Части упражнения |
1. Определите, согласуются ли с фрагментом текста утверждения (a), (b) и (c). Для каждого ответьте «да» или «нет» и приведите решающие слова фрагмента точной цитатой.
(a) Читатели полагают, что современная Россия не пишет стихов.
(b) Редакторы литературных журналов думают о стихах так же, как читатели.
(c) Стихи приходят в редакцию в пяти письмах из десяти.
2. Ответьте на вопросы по фрагменту текста:
(a) Где, согласно фрагменту, современная Россия говорит стихами редко?
(b) Сколько человек из десяти, приходящих в редакцию в обычные приемные дни, приходят со стихами?
(c) От чего прежде предлагались средства «самые верные»?

"Таинственная капля". Части первая и вторая; "Стихотворения" М. Дмитриева; "Эпопея тысячелетия" И. Завалишина; "Дневник девушки" Е. Ростопчиной; "Сон и пробуждение" В. Божича-Савича; "Оттиски" Я. Полонского; "Переводы из Мицкевича" Н. Берга; "Евгений Онегин", <пародия> Темного человека - Некрасов Н.А.

Пишет ли современная Россия стихи? Вот вопрос, который представляется для многих напрасным. "Разумеется, не пишет!" -- отвечают они. Современная Россия пишет проекты банков и железных дорог, раскладки земских повинностей, она говорит в собраниях о том, что нет ни у кого денег, и предлагает средства самые верные от безденежья, какие прежде предлагались только от зубной боли... словом, она всё делает, обо всем пишет и про всё говорит, только ничего не делает по части стихов, ничего не пишет стихами и не говорит ими -- даже на сцене Александрийского театра говорит редко!
Так думают читатели; но иначе, совсем иначе думают редакторы литературных журналов!
Говорят, из десяти писем, получаемых в редакции, в девяти непременно стихи! Из десяти человек, приходящих в редакцию в обычные приемные дни, девять непременно со стихами.

Сохранённые данные |
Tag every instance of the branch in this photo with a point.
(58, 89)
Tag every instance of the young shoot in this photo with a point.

Ответы к упражнению |
1.
(a) Да: «Так думают читатели».
(b) Нет: «но иначе, совсем иначе думают редакторы литературных журналов».
(c) Нет: «из десяти писем, получаемых в редакции, в девяти непременно стихи».

2.
(a) На сцене Александрийского театра.
(b) Девять.
(c) Только от зубной боли.